__LISTED RECORDS__.
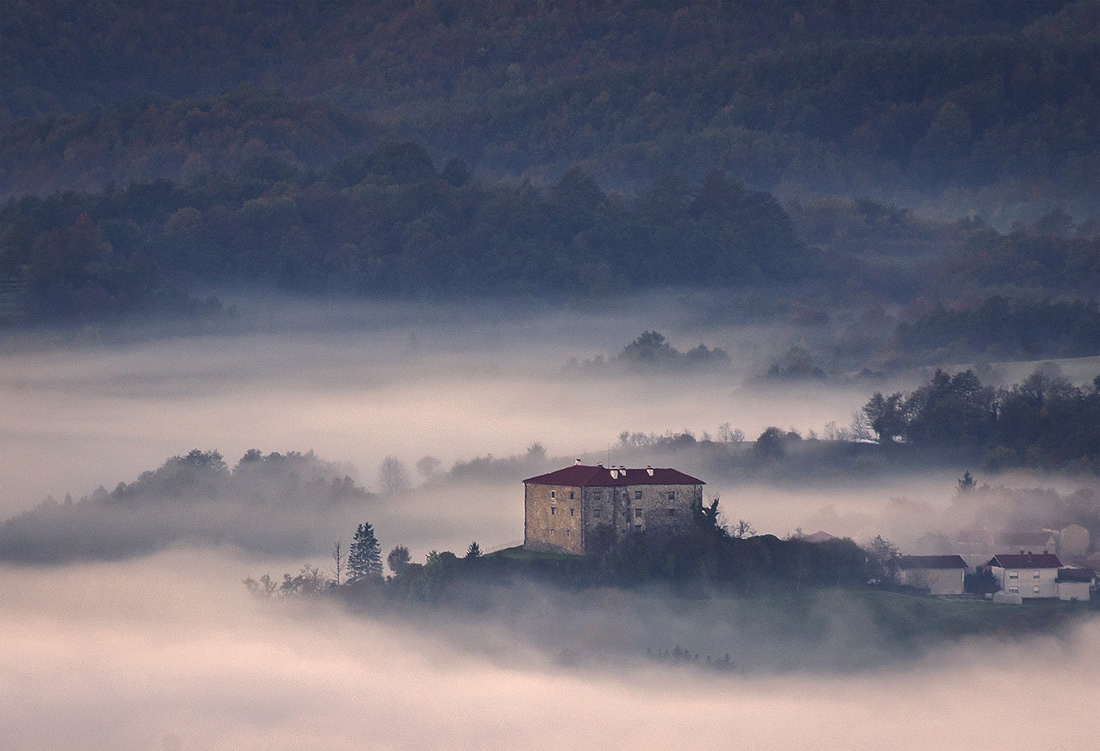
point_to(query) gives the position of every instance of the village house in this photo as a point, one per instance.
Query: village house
(938, 574)
(1076, 584)
(1030, 575)
(586, 509)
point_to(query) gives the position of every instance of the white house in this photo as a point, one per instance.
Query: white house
(1076, 584)
(1030, 575)
(938, 574)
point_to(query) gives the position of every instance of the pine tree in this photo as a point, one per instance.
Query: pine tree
(364, 555)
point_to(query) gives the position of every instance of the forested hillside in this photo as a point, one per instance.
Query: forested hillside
(987, 101)
(884, 157)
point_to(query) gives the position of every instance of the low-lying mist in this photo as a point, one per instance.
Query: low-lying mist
(169, 652)
(359, 384)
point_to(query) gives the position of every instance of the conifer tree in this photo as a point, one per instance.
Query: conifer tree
(364, 555)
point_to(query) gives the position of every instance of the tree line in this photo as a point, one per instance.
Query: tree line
(837, 96)
(1044, 422)
(385, 222)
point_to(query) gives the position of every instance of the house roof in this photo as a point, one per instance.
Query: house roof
(906, 562)
(583, 475)
(1026, 561)
(1076, 575)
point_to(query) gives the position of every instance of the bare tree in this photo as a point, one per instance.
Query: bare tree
(338, 559)
(860, 427)
(398, 560)
(743, 529)
(393, 476)
(427, 466)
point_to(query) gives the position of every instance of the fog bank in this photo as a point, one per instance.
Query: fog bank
(171, 653)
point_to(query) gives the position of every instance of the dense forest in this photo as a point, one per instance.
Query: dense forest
(840, 96)
(924, 167)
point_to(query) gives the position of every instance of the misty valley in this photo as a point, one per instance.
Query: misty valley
(418, 374)
(778, 574)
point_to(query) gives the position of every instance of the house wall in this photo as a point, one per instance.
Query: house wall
(596, 518)
(937, 581)
(553, 519)
(1026, 581)
(1078, 591)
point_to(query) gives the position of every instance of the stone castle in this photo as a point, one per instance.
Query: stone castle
(586, 509)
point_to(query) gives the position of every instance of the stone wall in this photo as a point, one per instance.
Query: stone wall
(564, 519)
(553, 519)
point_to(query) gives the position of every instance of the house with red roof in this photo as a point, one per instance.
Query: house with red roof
(584, 509)
(1029, 574)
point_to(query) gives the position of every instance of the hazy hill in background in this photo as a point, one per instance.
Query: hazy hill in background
(854, 164)
(965, 106)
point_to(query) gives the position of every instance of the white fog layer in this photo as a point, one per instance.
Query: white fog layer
(136, 632)
(167, 653)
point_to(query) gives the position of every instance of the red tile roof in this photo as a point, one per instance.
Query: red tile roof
(908, 562)
(582, 475)
(1026, 561)
(1085, 575)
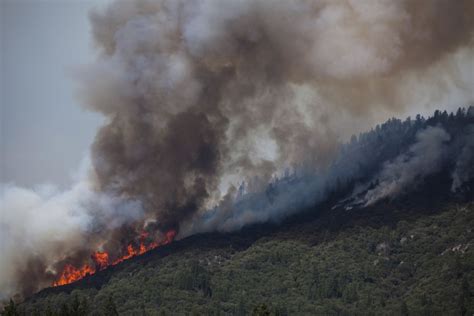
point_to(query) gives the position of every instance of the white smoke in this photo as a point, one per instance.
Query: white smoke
(42, 226)
(409, 169)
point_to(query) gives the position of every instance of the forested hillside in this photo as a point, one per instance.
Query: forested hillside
(401, 261)
(388, 230)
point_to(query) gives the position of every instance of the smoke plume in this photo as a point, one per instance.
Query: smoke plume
(201, 96)
(407, 170)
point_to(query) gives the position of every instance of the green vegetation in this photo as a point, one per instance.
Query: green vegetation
(416, 265)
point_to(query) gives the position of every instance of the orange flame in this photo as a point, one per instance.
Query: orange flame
(101, 259)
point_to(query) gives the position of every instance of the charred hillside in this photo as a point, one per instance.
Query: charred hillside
(414, 254)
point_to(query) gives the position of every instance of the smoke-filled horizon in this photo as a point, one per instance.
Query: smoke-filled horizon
(202, 96)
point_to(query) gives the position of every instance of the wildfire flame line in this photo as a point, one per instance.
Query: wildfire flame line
(101, 259)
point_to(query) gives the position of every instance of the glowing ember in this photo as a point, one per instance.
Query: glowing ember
(101, 259)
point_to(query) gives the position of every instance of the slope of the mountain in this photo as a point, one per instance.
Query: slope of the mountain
(386, 230)
(386, 259)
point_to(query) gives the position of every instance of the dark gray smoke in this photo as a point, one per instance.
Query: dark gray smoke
(200, 96)
(196, 92)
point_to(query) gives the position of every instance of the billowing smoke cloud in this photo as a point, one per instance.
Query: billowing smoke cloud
(200, 96)
(464, 170)
(41, 227)
(407, 170)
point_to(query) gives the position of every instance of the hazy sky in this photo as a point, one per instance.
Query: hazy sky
(44, 131)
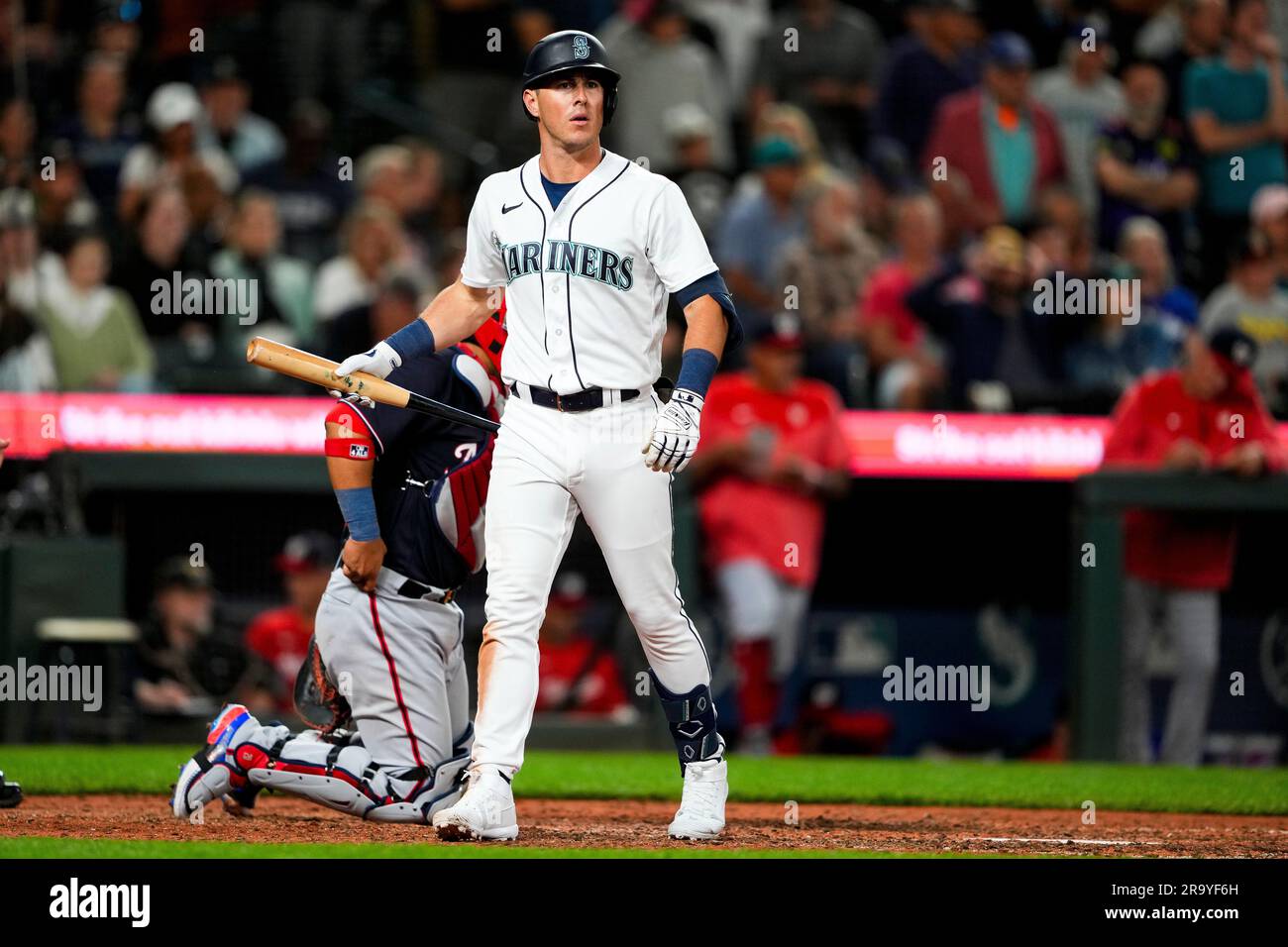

__WHAT IS BEING ASKED__. Rewrite all of these lines, changing "photo" to "image" wherever it appears and leaving everything else as it is. Don't include the pictures.

__SOLUTION TO THE EXERCISE__.
point_to(query) gives the position of every instance of the village house in this image as a point, one per instance.
Query: village house
(938, 574)
(1076, 584)
(1030, 575)
(586, 509)
point_to(query) gives the position of every instance of the white house in this image as a point, one per instance.
Query: white house
(1076, 584)
(1030, 575)
(938, 574)
point_to(query) gives the position of every instance of the pine tree in this image as a point, one per instance.
Query: pine tree
(364, 555)
point_to(query) gives the position of every instance of the forested hillside in this image as a point, one per instance.
Query: forested hillside
(987, 101)
(884, 157)
point_to(query) gives the position of every instance of the low-lying mist in this image as a point, one per instance.
Query: low-lying mist
(169, 652)
(359, 384)
point_to(query) gives the position of every instance of the conifer tree in this image as a point, one per instance.
Query: conifer tree
(364, 555)
point_to(query) gives the position of every instance of the tree line in this image as a point, one per instance.
Query: tree line
(837, 96)
(1044, 422)
(385, 222)
point_to(query) gives the position of every instance of the house roof in this image as a point, one per instance.
Query: house roof
(906, 562)
(583, 475)
(1026, 561)
(1076, 575)
point_to(query) gives the position of every instance of the bare tree in this image as a point, one per instance.
Query: bare tree
(338, 559)
(860, 427)
(398, 560)
(743, 529)
(393, 476)
(427, 466)
point_to(query) gives the position of every instance of the fog bank in this image as a point, one per instance.
Query: fog bank
(171, 653)
point_to(query) gives the position of every instance of the dense forest in this image as a point, one per instance.
Query: dense forest
(840, 96)
(924, 167)
point_to(query) gives the position of every instance of the misty valley in this image as a point, one per instance.
Query: misty valley
(418, 374)
(778, 574)
point_to(query) gives the position of every instance of the house wall in this image as a point, one per instance.
Query: house wall
(596, 518)
(937, 581)
(553, 519)
(1026, 581)
(1078, 591)
point_to(query) gives the position of every instance of the stone castle in this image as a point, one per instance.
Query: stone castle
(586, 509)
point_to(query) gives the position of every instance of the stone wall in this image as a point, one per instance.
Query: stone wall
(564, 519)
(553, 519)
point_to(query) gives the position of every instance of the house with red roof in this image as a point, one per instance.
Query: house with red roof
(584, 509)
(1029, 574)
point_to(query) gives the position of every instance of the hazy hill in background in this image as a point, one per instance.
Query: hazy hill in background
(854, 164)
(965, 106)
point_to(query) gives the position of every instance of the white fog layer in this image as a point, one per instance.
Query: white fog layer
(136, 632)
(167, 653)
point_to(query) gives the position of every instance of the red tile roof in this image as a point, one per instance.
Query: red tile roof
(908, 562)
(582, 475)
(1026, 561)
(1085, 575)
point_to(query) gives the position of every instance of the white smoke in this image as a point, one per instance.
Query: white smoke
(42, 226)
(409, 169)
point_to(query) gives the position of every instance of the forested hillside in this image as a point, one per instance.
Query: forested hillside
(401, 261)
(388, 230)
point_to(query) gives the position of every instance of the smoke plume in this image as a point, one per instance.
Query: smoke plume
(201, 96)
(407, 170)
point_to(query) gives the position of every instance of the green vegetation in this image as a point, one per instance.
Query: green vegetation
(416, 265)
point_to(query) gives the position of every instance of the orange flame in this image as a point, one per instance.
Query: orange flame
(101, 259)
point_to(query) gives the position of every instance of the charred hillside in this image as a point, one per instance.
Query: charred hillside
(414, 254)
point_to(query) gives the position of every instance of the smoke-filled horizon in this image as a point, one per instance.
Query: smoke-filled horizon
(202, 96)
point_to(query) gives the position of every instance of the wildfire flame line in this image as a point, one per instance.
Query: wildfire flame line
(101, 259)
point_to(query) gives the position of every instance of the glowing ember in this image as a point, one per instance.
Query: glowing ember
(101, 259)
point_to(query) gives the position of every instance of the slope of the mountain in this image as a point, one per instance.
Query: slope of the mountain
(386, 230)
(386, 259)
point_to(query) gives the position of every instance of the dark gray smoke in this image as a point, one per instance.
Query: dark gray smoke
(200, 96)
(196, 92)
point_to(query) gives the position of every instance of the billowing smoke cloud in this image as a point, one per instance.
Query: billowing smoke cloud
(200, 96)
(464, 170)
(41, 227)
(407, 170)
point_to(query) gives the position of every instance of the hazy sky in this image as a point, one per instance.
Query: hazy sky
(44, 131)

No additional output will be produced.